*提示された文章*.
声優・悠木碧さんインタビュー

「“ぬい活”はエネルギーをチャージする時間」
――さりげない推し活に込める思い、ぬいと旅する優しい世界

2025.11.07

構成:鷹羽健介(EMATTE)

数々の人気作品に出演する声優・悠木碧(ゆうき・あおい)さん。忙しい日々のかたわらには、ぬいが欠かせないんだとか。そんな悠木さんのぬい活ライフをくわしく伺いました。

――本日はよろしくお願いします。弊社で運営している推し活グッズブランド「OSHI+」の新商品をいくつか持ってきたので、良かったら見ていただけませんか。

悠木碧さん(以下、悠木): よろしくお願いします。わー!、ぜひ見せてください。

――主に、アクリルスタンドやトレカを入れられるプラケース的なものなんですけど。

悠木: シャカシャカするタイプですね。

――そうです、これが最近流行りでして。

OSHI+ Product: Retro Internet

悠木: すごい流行ってるんですよね。かわいい。

――これは“古(いにしえ) のインターネット感”みたいなデザインで、ちょっとバズったりしたやつです。あとは今風の“エンジェルコア”っぽいやつも。

悠木: エンジェルコア! みんな大好き!

――さっきのインターネット感の紫Verと、平成ギャル風のものもあったりします。

*課題*.
[a] 悠木碧さんのインタビューの内容と、次の(i)〜(iii)は合っていますか。それぞれ「はい」か「いいえ」で答え、判断の決め手となる本文の語句を引用してください。(i) 悠木碧さんは声優である。(ii) インタビュアーが持ってきた新商品は、主にぬいぐるみである。(iii) インタビュアーは、持ってきたプラケースが最近流行っていると述べた。
[b] 悠木碧さんのインタビューで、インタビュアーが紹介したプラケースのデザインをすべて挙げてください。

*提供資料*.
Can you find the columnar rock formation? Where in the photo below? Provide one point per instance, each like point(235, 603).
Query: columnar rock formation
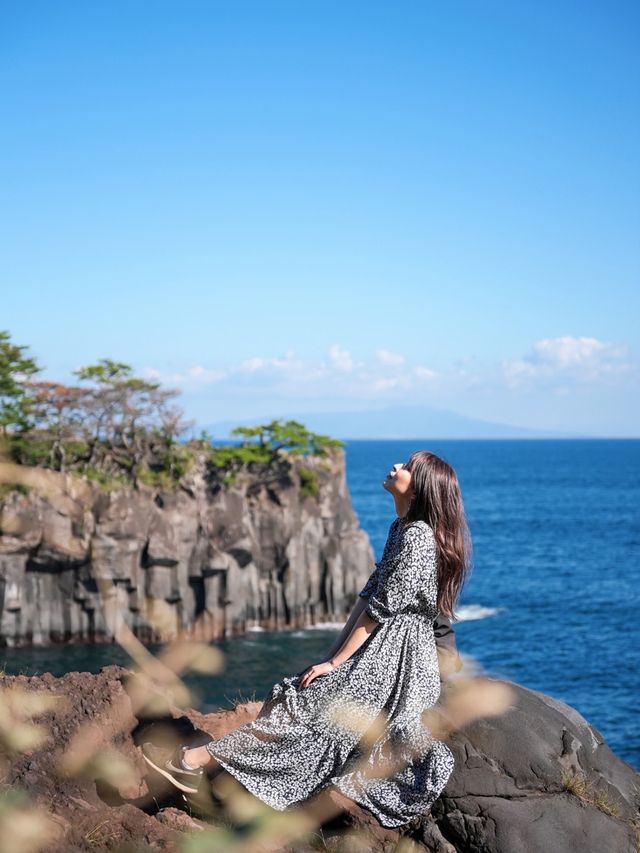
point(74, 558)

*課題別の解答*.
[a]
(i) はい。「声優・悠木碧さんインタビュー」
(ii) いいえ。「主に、アクリルスタンドやトレカを入れられるプラケース的なものなんですけど。」
(iii) はい。「そうです、これが最近流行りでして。」

[b]
・古(いにしえ)のインターネット感のデザイン
・今風のエンジェルコアっぽいもの
・インターネット感の紫Ver
・平成ギャル風のもの